[Items from a dataset]

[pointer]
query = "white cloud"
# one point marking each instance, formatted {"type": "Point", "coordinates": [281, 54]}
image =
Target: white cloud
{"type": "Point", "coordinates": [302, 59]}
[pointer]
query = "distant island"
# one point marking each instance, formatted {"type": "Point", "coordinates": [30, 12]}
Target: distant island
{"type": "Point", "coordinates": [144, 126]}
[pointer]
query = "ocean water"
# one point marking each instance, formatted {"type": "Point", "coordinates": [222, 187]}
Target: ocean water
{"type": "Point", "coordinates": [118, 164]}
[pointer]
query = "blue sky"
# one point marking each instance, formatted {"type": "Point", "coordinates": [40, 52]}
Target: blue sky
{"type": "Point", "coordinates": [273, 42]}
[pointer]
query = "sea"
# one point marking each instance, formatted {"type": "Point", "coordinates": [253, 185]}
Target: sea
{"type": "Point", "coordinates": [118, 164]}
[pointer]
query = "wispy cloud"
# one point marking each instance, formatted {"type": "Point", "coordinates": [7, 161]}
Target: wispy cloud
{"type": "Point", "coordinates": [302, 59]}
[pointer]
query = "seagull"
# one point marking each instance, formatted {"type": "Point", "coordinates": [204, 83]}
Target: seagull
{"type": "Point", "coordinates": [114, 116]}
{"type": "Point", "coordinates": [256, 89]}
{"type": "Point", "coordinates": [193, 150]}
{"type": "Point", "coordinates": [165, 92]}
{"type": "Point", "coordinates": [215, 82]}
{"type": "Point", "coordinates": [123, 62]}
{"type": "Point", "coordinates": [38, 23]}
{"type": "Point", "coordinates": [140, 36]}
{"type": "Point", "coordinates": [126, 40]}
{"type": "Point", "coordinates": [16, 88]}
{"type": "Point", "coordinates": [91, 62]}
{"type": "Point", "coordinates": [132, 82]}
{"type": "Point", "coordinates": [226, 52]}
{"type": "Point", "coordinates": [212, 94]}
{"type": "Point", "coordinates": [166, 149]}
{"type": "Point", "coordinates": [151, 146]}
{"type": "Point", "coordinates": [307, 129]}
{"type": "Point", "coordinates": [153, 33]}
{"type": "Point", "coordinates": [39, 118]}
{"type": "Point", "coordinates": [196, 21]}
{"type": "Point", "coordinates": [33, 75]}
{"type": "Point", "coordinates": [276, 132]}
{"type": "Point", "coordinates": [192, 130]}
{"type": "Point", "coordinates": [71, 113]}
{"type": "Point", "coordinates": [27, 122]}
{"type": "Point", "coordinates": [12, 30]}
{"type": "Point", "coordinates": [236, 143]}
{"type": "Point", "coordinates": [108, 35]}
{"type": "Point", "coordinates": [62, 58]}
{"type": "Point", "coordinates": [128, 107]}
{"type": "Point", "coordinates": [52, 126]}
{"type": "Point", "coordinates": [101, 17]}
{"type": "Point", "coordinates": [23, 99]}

● **YOUR GOAL**: Output each entry precisely as given.

● **COMPLETED EXERCISE**:
[pointer]
query = "white cloud"
# one point marking each instance, formatted {"type": "Point", "coordinates": [281, 54]}
image =
Target: white cloud
{"type": "Point", "coordinates": [302, 59]}
[pointer]
query = "distant island"
# one point marking each instance, formatted {"type": "Point", "coordinates": [30, 12]}
Target: distant island
{"type": "Point", "coordinates": [144, 126]}
[pointer]
query = "ocean water"
# one point marking each instance, formatted {"type": "Point", "coordinates": [222, 187]}
Target: ocean water
{"type": "Point", "coordinates": [118, 164]}
[pointer]
query = "blue sky"
# one point marking each instance, formatted {"type": "Point", "coordinates": [40, 52]}
Target: blue sky
{"type": "Point", "coordinates": [273, 42]}
[pointer]
query = "sea"
# one point marking each instance, formatted {"type": "Point", "coordinates": [253, 185]}
Target: sea
{"type": "Point", "coordinates": [118, 164]}
[pointer]
query = "wispy cloud"
# one point marking each instance, formatted {"type": "Point", "coordinates": [7, 161]}
Target: wispy cloud
{"type": "Point", "coordinates": [302, 59]}
[pointer]
query = "seagull"
# one point marking each instance, formatted {"type": "Point", "coordinates": [204, 83]}
Target: seagull
{"type": "Point", "coordinates": [114, 116]}
{"type": "Point", "coordinates": [256, 89]}
{"type": "Point", "coordinates": [193, 150]}
{"type": "Point", "coordinates": [165, 92]}
{"type": "Point", "coordinates": [215, 82]}
{"type": "Point", "coordinates": [123, 62]}
{"type": "Point", "coordinates": [38, 23]}
{"type": "Point", "coordinates": [140, 36]}
{"type": "Point", "coordinates": [126, 40]}
{"type": "Point", "coordinates": [16, 88]}
{"type": "Point", "coordinates": [91, 62]}
{"type": "Point", "coordinates": [132, 82]}
{"type": "Point", "coordinates": [226, 52]}
{"type": "Point", "coordinates": [212, 94]}
{"type": "Point", "coordinates": [166, 149]}
{"type": "Point", "coordinates": [151, 146]}
{"type": "Point", "coordinates": [307, 129]}
{"type": "Point", "coordinates": [153, 33]}
{"type": "Point", "coordinates": [39, 118]}
{"type": "Point", "coordinates": [196, 21]}
{"type": "Point", "coordinates": [33, 75]}
{"type": "Point", "coordinates": [276, 132]}
{"type": "Point", "coordinates": [192, 130]}
{"type": "Point", "coordinates": [71, 113]}
{"type": "Point", "coordinates": [27, 122]}
{"type": "Point", "coordinates": [12, 30]}
{"type": "Point", "coordinates": [236, 143]}
{"type": "Point", "coordinates": [108, 35]}
{"type": "Point", "coordinates": [62, 58]}
{"type": "Point", "coordinates": [128, 107]}
{"type": "Point", "coordinates": [52, 126]}
{"type": "Point", "coordinates": [101, 17]}
{"type": "Point", "coordinates": [23, 99]}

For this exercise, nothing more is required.